=== Set exercise a ===
Starting with the first line of the rows and going on through the line with "left=465, top=1, right=640, bottom=302", can you give those lines again with "rocky slope" swapped for "stony slope" and everything else unchanged?

=== Selected passage ===

In a poll conducted by Asharq Research Centre, a private Iraqi polling company, 42 percent of Iraqis said they don't think President Obama cares about Iraq. Sixty percent of the respondents claimed "it was the wrong time for a major withdrawal of U.S. combat troops."

The results indicate a number of Iraqis distrust Obama's judgment. That's definitely a negative for the president and his administration. The poll's very existence, however, makes a dramatically positive statement about change in Iraq -- change that ought to encourage American policymakers who campaigned on hope and change. Except Iraq's great change traps Obama in an uncomfortable psychological and political vise. Hence his speech of Aug. 31, when he claimed America's combat role in Iraq had ended, was the speech of a conflicted man who knows he's caught but hopes you're too stupid to notice.

=== Material supplied ===
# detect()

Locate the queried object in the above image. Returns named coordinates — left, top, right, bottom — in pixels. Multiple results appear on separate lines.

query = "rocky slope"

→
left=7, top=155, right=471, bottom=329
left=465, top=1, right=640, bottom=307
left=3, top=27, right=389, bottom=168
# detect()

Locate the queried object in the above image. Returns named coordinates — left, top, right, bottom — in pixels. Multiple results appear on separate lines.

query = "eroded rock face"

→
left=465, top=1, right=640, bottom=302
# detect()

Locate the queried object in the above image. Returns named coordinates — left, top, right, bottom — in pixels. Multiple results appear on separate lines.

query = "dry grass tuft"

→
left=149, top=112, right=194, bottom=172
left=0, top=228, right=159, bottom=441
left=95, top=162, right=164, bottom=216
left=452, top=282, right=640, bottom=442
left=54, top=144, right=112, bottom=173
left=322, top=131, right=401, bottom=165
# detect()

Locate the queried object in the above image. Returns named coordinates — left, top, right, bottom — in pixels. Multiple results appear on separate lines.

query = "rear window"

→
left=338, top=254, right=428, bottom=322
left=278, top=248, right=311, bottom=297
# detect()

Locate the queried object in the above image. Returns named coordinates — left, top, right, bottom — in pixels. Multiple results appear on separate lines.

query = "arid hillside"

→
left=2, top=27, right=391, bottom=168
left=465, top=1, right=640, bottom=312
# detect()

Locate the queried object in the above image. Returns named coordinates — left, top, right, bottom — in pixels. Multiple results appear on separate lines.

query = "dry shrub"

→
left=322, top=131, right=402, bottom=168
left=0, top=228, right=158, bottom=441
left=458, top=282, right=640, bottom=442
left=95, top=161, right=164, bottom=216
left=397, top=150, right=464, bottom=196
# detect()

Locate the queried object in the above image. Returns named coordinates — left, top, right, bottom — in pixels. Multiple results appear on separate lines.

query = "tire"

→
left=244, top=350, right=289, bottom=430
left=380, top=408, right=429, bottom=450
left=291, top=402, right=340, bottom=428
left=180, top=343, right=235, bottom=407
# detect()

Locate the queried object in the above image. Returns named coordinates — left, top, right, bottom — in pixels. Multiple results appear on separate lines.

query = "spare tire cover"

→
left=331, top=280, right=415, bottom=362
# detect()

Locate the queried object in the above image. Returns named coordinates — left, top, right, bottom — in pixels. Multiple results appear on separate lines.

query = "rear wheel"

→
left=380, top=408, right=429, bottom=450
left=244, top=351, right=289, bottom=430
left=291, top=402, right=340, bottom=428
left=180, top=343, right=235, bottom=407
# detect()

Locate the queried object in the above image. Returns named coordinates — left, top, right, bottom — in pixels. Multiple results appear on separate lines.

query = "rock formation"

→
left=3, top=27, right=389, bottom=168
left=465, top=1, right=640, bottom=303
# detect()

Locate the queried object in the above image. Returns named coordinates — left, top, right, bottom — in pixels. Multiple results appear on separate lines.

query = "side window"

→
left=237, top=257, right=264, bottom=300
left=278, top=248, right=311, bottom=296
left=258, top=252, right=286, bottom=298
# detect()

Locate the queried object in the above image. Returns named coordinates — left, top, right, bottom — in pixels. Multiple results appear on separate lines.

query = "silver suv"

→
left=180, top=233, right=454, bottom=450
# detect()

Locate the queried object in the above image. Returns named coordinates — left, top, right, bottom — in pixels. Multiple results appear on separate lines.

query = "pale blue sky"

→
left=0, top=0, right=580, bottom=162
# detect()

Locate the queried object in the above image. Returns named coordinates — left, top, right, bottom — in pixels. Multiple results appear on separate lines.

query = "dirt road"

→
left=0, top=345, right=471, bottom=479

=== Set exercise b ===
Which people, organizations, and countries does the passage on the Iraq poll name?

=== Exercise response a ===
# detect()

Locate the queried object in the above image. Returns named coordinates — left, top, right, bottom — in pixels. Multiple results appear on separate lines.

query = "stony slope"

→
left=7, top=155, right=471, bottom=329
left=465, top=1, right=640, bottom=307
left=3, top=27, right=389, bottom=168
# detect()

Locate the queried object in the above image. Returns named coordinates — left, top, right, bottom — in pixels. Multiple results appear on separate lines.

query = "eroded rock face"

→
left=465, top=1, right=640, bottom=302

=== Exercise response b ===
- Asharq Research Centre
- President Obama
- Iraq
- America (also given as U.S.)